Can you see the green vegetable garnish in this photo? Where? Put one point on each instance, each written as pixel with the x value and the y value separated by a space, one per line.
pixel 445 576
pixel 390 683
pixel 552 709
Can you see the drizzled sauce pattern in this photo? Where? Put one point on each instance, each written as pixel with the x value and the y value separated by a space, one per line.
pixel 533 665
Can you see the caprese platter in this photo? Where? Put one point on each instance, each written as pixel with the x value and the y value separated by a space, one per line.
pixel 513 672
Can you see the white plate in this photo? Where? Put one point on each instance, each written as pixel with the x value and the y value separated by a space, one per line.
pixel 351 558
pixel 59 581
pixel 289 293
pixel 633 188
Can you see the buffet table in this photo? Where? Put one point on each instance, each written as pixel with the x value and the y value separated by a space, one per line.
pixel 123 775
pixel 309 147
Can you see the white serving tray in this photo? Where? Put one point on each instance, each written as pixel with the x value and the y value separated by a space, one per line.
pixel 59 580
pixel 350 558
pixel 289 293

━━━━

REQUIRED WORK »
Copy every row above word for word, keeping each one on its own line and in the same order.

CORRECT RESULT »
Can you see the green vegetable garnish in this photo? Where? Put one point on each instance, each written as pixel with the x value and the y value separated by a space, one per line.
pixel 445 576
pixel 390 683
pixel 552 709
Can you see the drizzled sauce pattern in this photo? Where? Put one point on each instance, each written as pixel with the x value and the y value separated by a space, one per line.
pixel 533 665
Can you see the caprese platter in this photo? Where? Put one point on each instance, each written as pixel with the x value and the y value separated by a space, one per line.
pixel 513 672
Can you see the white plate in this photo? Where? Put one point on each instance, each written as pixel with the x value and the y value separated by a space, one per line.
pixel 351 558
pixel 59 581
pixel 289 293
pixel 633 188
Can you see the buffet table in this photo? Where? Put one point on each instance, each written as pixel with the x value and the y value separated by a space, one per line.
pixel 123 775
pixel 309 147
Can you see the white serving tray in this photo? Where? Put one point on each instance, each written as pixel with the x value and the y value separated by a space, one per line.
pixel 59 580
pixel 350 558
pixel 289 293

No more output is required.